We know about PANS/PANDAS. We need the rest of the world to catch up.

Swedo PANS PANDAS ASPIRE


We know about PANS/PANDAS. We need the rest of the world to catch up.

Let’s talk about sharing our story and advocacy on PANS PANDAS Awareness Day

I am not sure when the first PANS/PANDAS Awareness Day was. These are some of the dates I know.

  • 1978. I had my first PANDAS symptoms.
  • 1998. Susan Swedo, MD, published the first paper on PANDAS
  • 2007. I became aware of PANDAS.
  • 2009. One son was diagnosed. It should have been both sons.
  • 2012. I started on my PANS/PANDAS advocacy journey.
  • 2016. I was diagnosed.
  • 2018. Our second son was diagnosed, finally. 

I wonder all the time what life would be like if brilliant women like Judy Rappoport, MD, and Susan Swedo, MD, hadn’t put the pieces together twenty-five years ago.

There has been a lot of progress, especially in the last five or so years, due to breakthroughs in research by Dritan Agalliu, PhD, Christopher Pittenger, MD, PhD, and Jennifer Frankovich, MD, among others. Then there are the dogged providers who push us forward by diagnosing and treating our community, proving that we can heal. Then there was COVID, which moved the needle in the understanding that an infection can cause neuroinflammation and, ultimately, psychiatric and cognitive symptoms. Then there is the ever-increasing advocacy by parents worldwide, which, as this community knows, is a force to be reckoned with.

▶ [Provided material]
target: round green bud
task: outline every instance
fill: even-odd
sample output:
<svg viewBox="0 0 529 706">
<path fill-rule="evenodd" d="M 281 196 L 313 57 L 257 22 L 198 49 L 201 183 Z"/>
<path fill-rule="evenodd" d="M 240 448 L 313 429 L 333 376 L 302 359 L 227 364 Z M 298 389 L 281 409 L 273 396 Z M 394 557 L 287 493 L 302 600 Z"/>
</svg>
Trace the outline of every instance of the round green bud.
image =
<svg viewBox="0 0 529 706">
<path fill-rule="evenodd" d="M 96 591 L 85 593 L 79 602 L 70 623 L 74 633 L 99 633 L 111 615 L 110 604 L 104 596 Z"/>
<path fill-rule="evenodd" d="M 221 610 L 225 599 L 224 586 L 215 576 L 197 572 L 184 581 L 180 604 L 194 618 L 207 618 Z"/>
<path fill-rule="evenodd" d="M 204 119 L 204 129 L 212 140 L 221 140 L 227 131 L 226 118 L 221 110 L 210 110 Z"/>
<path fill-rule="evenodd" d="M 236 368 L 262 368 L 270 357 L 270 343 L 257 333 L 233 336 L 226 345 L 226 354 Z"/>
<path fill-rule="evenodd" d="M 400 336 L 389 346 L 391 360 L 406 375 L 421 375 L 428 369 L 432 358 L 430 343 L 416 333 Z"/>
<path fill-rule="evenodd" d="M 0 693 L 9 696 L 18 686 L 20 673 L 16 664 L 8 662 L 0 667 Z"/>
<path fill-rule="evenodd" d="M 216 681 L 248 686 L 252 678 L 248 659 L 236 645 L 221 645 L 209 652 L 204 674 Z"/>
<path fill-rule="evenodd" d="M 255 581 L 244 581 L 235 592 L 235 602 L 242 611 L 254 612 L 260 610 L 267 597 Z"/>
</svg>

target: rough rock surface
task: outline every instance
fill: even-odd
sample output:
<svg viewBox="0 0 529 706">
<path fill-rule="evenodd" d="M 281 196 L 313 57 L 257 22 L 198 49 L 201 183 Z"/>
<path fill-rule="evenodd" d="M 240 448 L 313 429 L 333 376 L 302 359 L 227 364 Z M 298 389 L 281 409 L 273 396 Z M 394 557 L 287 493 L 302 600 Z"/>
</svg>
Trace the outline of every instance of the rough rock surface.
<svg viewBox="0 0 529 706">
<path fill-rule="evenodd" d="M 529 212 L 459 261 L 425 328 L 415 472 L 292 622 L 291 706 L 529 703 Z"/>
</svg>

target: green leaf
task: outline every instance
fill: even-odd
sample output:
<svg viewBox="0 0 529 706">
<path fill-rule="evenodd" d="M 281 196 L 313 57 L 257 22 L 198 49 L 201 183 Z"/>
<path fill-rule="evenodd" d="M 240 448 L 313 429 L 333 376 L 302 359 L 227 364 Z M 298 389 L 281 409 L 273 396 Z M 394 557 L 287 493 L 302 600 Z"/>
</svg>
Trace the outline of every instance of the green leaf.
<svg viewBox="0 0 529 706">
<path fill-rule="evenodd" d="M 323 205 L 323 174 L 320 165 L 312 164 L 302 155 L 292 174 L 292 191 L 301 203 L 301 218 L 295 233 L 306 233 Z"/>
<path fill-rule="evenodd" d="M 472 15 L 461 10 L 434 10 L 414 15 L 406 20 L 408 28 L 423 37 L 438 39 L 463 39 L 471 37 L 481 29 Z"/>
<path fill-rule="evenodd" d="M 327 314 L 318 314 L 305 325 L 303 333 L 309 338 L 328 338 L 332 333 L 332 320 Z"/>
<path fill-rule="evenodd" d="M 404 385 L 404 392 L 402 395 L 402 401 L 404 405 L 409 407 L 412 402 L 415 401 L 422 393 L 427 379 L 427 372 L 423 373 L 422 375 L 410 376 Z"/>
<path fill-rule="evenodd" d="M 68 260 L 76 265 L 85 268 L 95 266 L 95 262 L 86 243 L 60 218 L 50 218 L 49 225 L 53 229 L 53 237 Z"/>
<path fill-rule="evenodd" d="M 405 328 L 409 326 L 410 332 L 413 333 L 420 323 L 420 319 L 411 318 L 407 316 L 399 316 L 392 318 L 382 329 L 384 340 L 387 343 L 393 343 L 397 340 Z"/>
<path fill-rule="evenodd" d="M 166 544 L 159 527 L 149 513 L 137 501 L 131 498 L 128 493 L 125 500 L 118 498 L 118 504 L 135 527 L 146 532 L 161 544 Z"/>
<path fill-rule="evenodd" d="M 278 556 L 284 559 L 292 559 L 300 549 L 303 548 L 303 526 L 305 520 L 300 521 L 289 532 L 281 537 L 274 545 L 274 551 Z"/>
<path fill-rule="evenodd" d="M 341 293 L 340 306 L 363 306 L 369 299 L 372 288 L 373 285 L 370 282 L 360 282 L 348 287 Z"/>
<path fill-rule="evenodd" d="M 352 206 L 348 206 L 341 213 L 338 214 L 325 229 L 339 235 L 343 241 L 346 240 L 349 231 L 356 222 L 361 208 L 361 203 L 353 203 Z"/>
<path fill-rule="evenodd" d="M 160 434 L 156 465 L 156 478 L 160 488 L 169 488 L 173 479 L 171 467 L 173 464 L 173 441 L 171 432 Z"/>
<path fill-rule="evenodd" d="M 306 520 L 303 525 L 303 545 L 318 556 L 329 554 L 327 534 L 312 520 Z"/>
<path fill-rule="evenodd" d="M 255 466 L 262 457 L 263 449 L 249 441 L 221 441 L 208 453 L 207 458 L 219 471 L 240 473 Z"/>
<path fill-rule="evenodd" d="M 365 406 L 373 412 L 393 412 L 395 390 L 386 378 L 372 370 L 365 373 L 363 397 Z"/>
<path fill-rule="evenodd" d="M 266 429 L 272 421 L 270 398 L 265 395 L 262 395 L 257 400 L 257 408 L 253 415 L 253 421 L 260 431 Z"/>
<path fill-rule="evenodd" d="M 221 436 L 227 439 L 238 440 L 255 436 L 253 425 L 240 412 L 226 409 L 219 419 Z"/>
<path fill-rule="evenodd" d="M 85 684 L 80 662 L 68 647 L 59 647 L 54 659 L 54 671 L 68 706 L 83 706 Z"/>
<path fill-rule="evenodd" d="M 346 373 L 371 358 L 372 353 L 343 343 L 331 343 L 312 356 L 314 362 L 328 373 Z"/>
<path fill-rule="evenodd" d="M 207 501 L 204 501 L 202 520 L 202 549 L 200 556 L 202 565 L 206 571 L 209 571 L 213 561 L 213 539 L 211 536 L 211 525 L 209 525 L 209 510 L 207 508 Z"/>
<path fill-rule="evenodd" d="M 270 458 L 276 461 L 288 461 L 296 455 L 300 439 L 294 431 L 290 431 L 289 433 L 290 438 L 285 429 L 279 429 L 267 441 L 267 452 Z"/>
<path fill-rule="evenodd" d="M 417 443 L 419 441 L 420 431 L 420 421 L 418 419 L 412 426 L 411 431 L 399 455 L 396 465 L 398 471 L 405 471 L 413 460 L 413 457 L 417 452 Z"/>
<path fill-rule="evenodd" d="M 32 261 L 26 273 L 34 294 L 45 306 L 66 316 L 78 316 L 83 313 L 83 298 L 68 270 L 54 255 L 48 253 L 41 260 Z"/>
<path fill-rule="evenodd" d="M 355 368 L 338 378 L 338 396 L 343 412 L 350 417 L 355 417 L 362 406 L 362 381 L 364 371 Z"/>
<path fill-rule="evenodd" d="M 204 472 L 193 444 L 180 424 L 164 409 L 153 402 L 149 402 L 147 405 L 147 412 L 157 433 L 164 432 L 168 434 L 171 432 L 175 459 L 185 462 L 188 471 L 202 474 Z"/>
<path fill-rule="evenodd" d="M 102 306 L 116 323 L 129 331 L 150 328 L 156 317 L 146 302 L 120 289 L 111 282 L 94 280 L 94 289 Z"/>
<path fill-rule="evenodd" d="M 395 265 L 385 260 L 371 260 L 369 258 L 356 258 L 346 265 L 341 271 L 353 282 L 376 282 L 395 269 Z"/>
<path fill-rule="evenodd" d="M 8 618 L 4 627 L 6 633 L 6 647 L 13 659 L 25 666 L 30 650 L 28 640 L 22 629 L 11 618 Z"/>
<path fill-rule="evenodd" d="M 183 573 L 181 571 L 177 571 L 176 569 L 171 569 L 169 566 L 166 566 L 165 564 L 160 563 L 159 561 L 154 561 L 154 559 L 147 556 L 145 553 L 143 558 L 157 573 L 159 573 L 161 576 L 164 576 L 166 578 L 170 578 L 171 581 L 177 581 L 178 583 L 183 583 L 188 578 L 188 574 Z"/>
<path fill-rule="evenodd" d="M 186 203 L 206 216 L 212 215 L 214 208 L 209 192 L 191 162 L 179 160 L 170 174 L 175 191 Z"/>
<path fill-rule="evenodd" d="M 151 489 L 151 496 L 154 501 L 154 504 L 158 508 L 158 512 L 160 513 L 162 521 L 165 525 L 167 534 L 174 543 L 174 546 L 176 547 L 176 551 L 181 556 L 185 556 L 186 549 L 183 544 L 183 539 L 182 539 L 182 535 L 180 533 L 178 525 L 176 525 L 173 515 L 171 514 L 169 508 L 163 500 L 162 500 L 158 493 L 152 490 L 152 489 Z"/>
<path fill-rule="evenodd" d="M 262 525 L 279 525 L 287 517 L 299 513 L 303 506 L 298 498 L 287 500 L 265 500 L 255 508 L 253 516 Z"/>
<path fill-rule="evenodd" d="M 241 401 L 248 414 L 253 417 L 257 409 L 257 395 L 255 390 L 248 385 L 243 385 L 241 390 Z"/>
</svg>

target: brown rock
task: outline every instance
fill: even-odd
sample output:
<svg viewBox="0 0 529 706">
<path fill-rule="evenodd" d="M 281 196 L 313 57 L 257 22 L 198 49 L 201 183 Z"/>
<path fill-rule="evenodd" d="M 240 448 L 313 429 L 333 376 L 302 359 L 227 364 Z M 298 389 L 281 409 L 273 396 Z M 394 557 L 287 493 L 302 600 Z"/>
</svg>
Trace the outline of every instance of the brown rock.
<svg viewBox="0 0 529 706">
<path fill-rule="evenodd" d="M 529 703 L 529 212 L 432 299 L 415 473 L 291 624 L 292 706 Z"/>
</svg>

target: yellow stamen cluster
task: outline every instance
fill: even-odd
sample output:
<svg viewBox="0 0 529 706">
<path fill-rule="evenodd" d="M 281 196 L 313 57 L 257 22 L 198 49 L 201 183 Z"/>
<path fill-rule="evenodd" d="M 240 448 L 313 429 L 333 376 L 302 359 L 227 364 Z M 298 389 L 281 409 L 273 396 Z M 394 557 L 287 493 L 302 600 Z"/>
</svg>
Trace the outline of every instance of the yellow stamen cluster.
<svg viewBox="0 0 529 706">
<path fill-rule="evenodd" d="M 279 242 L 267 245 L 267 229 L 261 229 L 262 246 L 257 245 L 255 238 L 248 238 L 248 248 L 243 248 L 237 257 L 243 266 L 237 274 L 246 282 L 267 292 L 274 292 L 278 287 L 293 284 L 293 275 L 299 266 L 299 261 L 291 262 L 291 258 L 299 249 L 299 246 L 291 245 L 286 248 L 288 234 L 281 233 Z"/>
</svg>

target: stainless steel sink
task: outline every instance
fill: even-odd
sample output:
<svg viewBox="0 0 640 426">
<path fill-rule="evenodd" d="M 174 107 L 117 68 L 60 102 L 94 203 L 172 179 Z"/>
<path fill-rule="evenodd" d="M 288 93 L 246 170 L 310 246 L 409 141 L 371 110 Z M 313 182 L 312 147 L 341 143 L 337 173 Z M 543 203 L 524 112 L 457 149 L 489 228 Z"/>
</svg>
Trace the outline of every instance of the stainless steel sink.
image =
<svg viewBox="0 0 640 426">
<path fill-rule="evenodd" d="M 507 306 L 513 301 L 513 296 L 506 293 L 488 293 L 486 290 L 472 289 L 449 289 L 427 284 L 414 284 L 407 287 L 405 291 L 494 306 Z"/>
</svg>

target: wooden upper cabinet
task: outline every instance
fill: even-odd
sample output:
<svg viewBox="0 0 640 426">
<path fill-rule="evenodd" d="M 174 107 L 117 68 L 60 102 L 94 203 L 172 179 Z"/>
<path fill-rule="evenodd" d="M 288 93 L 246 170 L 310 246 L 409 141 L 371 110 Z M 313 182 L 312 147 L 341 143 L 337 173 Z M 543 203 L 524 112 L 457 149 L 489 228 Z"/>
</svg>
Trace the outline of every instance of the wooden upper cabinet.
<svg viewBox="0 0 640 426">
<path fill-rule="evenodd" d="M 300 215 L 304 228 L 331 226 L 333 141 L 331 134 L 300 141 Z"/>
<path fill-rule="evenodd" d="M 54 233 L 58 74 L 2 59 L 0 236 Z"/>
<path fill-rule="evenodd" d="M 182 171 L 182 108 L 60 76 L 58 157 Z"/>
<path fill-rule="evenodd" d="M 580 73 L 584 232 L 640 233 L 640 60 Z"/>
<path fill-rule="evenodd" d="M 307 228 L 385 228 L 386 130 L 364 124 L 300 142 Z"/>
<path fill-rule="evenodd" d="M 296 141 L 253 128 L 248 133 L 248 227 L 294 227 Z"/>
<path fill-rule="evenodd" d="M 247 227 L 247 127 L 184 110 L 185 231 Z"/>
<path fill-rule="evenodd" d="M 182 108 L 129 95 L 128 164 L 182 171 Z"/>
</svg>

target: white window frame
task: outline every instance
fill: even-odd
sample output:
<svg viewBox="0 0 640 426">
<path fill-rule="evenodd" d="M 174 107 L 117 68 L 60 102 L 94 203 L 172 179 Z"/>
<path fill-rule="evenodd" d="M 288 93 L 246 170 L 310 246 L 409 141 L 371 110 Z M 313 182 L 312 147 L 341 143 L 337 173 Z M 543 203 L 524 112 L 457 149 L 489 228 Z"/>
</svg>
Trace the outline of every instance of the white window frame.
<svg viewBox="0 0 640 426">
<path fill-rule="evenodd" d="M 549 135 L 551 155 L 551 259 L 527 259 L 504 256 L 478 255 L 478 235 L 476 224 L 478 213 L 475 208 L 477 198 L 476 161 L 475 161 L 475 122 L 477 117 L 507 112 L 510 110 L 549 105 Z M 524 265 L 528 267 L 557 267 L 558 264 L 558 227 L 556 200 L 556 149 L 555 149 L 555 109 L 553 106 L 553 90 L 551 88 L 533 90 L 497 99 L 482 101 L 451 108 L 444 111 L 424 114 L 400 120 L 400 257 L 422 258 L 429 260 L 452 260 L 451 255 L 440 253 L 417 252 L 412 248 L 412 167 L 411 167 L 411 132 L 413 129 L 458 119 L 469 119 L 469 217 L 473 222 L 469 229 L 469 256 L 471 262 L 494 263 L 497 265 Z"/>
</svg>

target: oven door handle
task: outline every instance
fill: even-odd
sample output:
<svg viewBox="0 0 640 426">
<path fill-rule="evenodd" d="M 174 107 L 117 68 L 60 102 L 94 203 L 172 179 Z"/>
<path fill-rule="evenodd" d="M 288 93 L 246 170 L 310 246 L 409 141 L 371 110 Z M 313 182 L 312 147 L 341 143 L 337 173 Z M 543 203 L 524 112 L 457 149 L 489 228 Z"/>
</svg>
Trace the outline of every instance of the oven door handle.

▶ [Problems to work on]
1. According to the PANS/PANDAS awareness post, in what year did Susan Swedo, MD, publish the first paper on PANDAS?
2. Write a continuation of the PANS/PANDAS awareness post, starting after its last sentence.
The data has no connection to the text about PANS/PANDAS.

▶ [Answers to the problems]
1. 1998

2.
 

Now, we need the rest of the world to catch up.

 

While PANS/PANDAS is not a household word, awareness is increasing, so the need for education and understanding grows. This year, instead of focusing on one day, October 9th, we have taken the past week to inspire and motivate our community living with PANS/PANDAS to take action not just today but all year.

You have probably heard me say that we can talk about the symptoms, causes, triggers, and treatments all day, but our stories bring our collective struggles and needs to life. This is why, on one day of Awareness Action Week, we shared stories of hope, which were delightful and heartbreaking simultaneously. I want to speak specifically about telling our stories. Sometimes, people feel that the stories of hope, the success stories, diminish how dreadful PANS/PANDAS is. But if you sit and read through them, you see the struggle and the heartbreak.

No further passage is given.